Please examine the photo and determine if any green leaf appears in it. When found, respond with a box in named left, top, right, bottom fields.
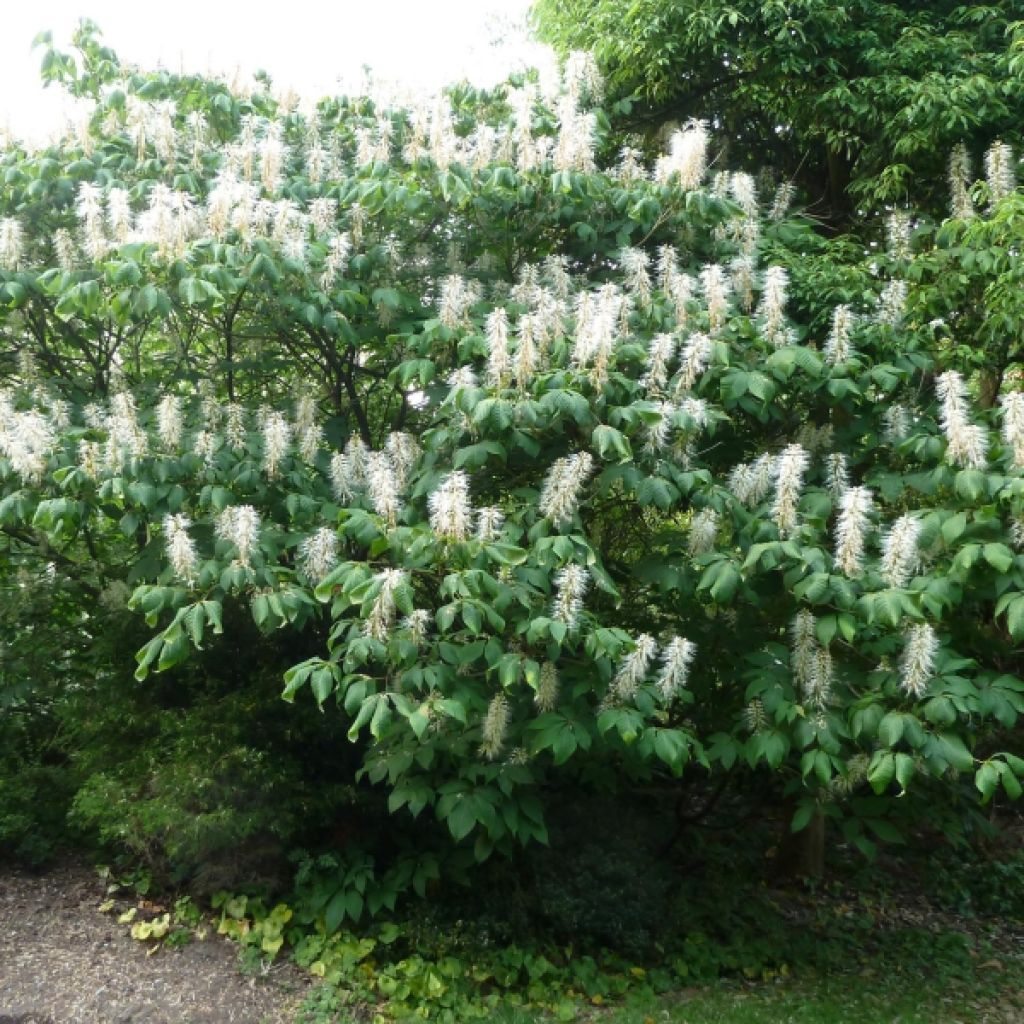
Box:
left=591, top=423, right=633, bottom=462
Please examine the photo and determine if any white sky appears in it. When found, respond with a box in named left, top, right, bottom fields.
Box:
left=0, top=0, right=543, bottom=138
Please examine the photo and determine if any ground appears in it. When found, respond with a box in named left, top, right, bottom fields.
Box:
left=0, top=865, right=306, bottom=1024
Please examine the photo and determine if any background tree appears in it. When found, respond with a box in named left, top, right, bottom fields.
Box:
left=0, top=26, right=1024, bottom=930
left=532, top=0, right=1024, bottom=228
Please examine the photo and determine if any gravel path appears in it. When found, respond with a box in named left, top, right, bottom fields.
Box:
left=0, top=866, right=306, bottom=1024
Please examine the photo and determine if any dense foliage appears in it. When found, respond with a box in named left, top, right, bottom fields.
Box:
left=0, top=19, right=1024, bottom=931
left=534, top=0, right=1024, bottom=223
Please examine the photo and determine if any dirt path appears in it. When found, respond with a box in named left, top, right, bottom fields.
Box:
left=0, top=866, right=306, bottom=1024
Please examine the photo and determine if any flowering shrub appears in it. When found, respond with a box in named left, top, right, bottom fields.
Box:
left=0, top=29, right=1024, bottom=888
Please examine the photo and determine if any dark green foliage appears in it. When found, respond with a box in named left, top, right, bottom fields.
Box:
left=534, top=0, right=1024, bottom=223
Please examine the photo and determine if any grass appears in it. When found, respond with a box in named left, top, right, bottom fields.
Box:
left=481, top=962, right=1024, bottom=1024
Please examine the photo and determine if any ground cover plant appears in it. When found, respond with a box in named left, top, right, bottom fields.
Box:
left=0, top=14, right=1024, bottom=1016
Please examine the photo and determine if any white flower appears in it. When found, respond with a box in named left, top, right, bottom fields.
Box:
left=790, top=608, right=818, bottom=695
left=700, top=263, right=729, bottom=334
left=384, top=430, right=421, bottom=490
left=480, top=693, right=509, bottom=761
left=899, top=623, right=939, bottom=698
left=657, top=637, right=697, bottom=701
left=825, top=452, right=850, bottom=499
left=217, top=505, right=260, bottom=567
left=299, top=423, right=324, bottom=464
left=729, top=171, right=758, bottom=217
left=757, top=266, right=790, bottom=348
left=935, top=370, right=988, bottom=469
left=644, top=401, right=676, bottom=453
left=655, top=245, right=679, bottom=292
left=476, top=505, right=505, bottom=544
left=836, top=487, right=871, bottom=577
left=999, top=391, right=1024, bottom=469
left=729, top=452, right=775, bottom=507
left=0, top=217, right=25, bottom=270
left=654, top=121, right=708, bottom=191
left=486, top=306, right=511, bottom=388
left=611, top=633, right=657, bottom=700
left=985, top=142, right=1017, bottom=208
left=401, top=608, right=430, bottom=645
left=618, top=247, right=651, bottom=304
left=299, top=526, right=338, bottom=583
left=802, top=647, right=833, bottom=711
left=534, top=662, right=559, bottom=712
left=949, top=142, right=974, bottom=219
left=224, top=401, right=246, bottom=452
left=362, top=569, right=409, bottom=643
left=157, top=395, right=182, bottom=452
left=367, top=452, right=401, bottom=528
left=688, top=509, right=718, bottom=558
left=164, top=515, right=199, bottom=586
left=824, top=306, right=855, bottom=366
left=878, top=281, right=906, bottom=328
left=261, top=413, right=292, bottom=479
left=515, top=313, right=540, bottom=391
left=540, top=452, right=594, bottom=527
left=0, top=407, right=56, bottom=483
left=676, top=334, right=712, bottom=394
left=427, top=470, right=473, bottom=541
left=886, top=210, right=912, bottom=259
left=885, top=402, right=910, bottom=443
left=881, top=515, right=921, bottom=587
left=771, top=444, right=810, bottom=538
left=768, top=181, right=797, bottom=220
left=640, top=334, right=676, bottom=390
left=551, top=563, right=590, bottom=635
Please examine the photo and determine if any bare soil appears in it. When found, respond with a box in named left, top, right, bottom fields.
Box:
left=0, top=864, right=307, bottom=1024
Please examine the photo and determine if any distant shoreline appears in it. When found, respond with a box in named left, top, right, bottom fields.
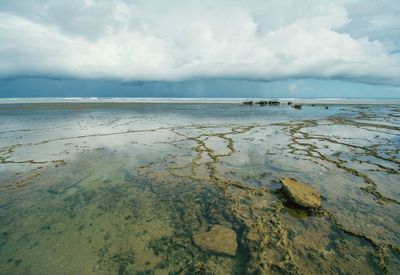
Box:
left=0, top=97, right=400, bottom=105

• • • • • • •

Could you write out all of the material above again word for word, leaving out the pictures?

Please examine the photo and determine if any green leaf appears in it. When found, respond with a box in named left, top, right, bottom fields.
Box:
left=591, top=423, right=633, bottom=462
Please examine the photo and determine if any white sky appears in it. When found, respond with a box in named left, top, right, bottom fields.
Box:
left=0, top=0, right=543, bottom=138
Please examine the photo and determine if any ground appears in it. When found, respond with a box in named left, top, right, bottom fields.
Box:
left=0, top=865, right=306, bottom=1024
Please examine the photo and determine if any background tree appears in it. When found, respond with a box in named left, top, right, bottom fields.
Box:
left=0, top=26, right=1024, bottom=930
left=532, top=0, right=1024, bottom=228
Please examine the photo and determine if any gravel path appears in it. When found, respond with a box in named left, top, right, bottom fields.
Box:
left=0, top=866, right=306, bottom=1024
Please examine the photo and determine if any dense foliage appears in it. When found, respond with a box in named left, top, right, bottom fields.
Box:
left=0, top=19, right=1024, bottom=931
left=534, top=0, right=1024, bottom=223
Please examine the photo and determine if any dirt path appears in it. When found, respond with a box in named left, top, right, bottom fields.
Box:
left=0, top=866, right=306, bottom=1024
Please examine the photo and determine if any flowering shrub appears in it. When found, respond with a box in named left, top, right, bottom fields.
Box:
left=0, top=29, right=1024, bottom=888
Please examine the photo and determine if any dark green foliage appears in it. When found, respond with a box in named left, top, right, bottom fields.
Box:
left=534, top=0, right=1024, bottom=223
Please examine the photo and determine if any grass appears in it. When found, respond with a box in named left, top, right, bottom fields.
Box:
left=481, top=962, right=1024, bottom=1024
Please examine the photo and determine if any ground cover plant appears in it. When found, respond with a box in named left, top, right, bottom fields.
Box:
left=0, top=14, right=1024, bottom=1016
Please examine the photo and determine if any white flower appears in it. When found, respond with a box in named left, top, right, bottom fields.
Box:
left=790, top=608, right=818, bottom=695
left=700, top=263, right=729, bottom=334
left=384, top=430, right=421, bottom=490
left=480, top=693, right=509, bottom=761
left=899, top=623, right=939, bottom=698
left=657, top=637, right=697, bottom=701
left=825, top=452, right=850, bottom=499
left=217, top=505, right=260, bottom=567
left=299, top=423, right=324, bottom=464
left=729, top=171, right=758, bottom=217
left=757, top=266, right=790, bottom=348
left=935, top=370, right=988, bottom=469
left=644, top=401, right=676, bottom=453
left=655, top=245, right=679, bottom=292
left=476, top=505, right=505, bottom=544
left=836, top=487, right=871, bottom=577
left=999, top=391, right=1024, bottom=469
left=729, top=452, right=775, bottom=507
left=0, top=217, right=25, bottom=270
left=654, top=121, right=708, bottom=191
left=486, top=306, right=511, bottom=388
left=611, top=633, right=657, bottom=700
left=985, top=142, right=1017, bottom=208
left=401, top=608, right=430, bottom=645
left=618, top=247, right=651, bottom=304
left=299, top=526, right=338, bottom=583
left=802, top=647, right=833, bottom=711
left=534, top=662, right=559, bottom=712
left=949, top=142, right=974, bottom=219
left=224, top=401, right=246, bottom=452
left=362, top=569, right=409, bottom=643
left=157, top=395, right=182, bottom=452
left=367, top=452, right=401, bottom=528
left=688, top=509, right=718, bottom=558
left=164, top=515, right=199, bottom=586
left=824, top=306, right=855, bottom=366
left=878, top=281, right=906, bottom=328
left=261, top=413, right=292, bottom=479
left=515, top=313, right=540, bottom=391
left=540, top=452, right=594, bottom=527
left=0, top=407, right=56, bottom=483
left=676, top=334, right=712, bottom=394
left=427, top=470, right=473, bottom=541
left=886, top=210, right=912, bottom=259
left=885, top=402, right=910, bottom=443
left=881, top=515, right=921, bottom=587
left=771, top=444, right=810, bottom=538
left=768, top=181, right=797, bottom=220
left=640, top=334, right=676, bottom=390
left=551, top=563, right=590, bottom=635
Please examine the photo and determine if any bare soil appears in it. When found, respond with a box in named left, top, right, bottom fields.
Box:
left=0, top=864, right=307, bottom=1024
Please examine the photo and determine if any distant shoreline appears in it. When found, respond with a box in named left, top, right, bottom fields.
Box:
left=0, top=97, right=400, bottom=105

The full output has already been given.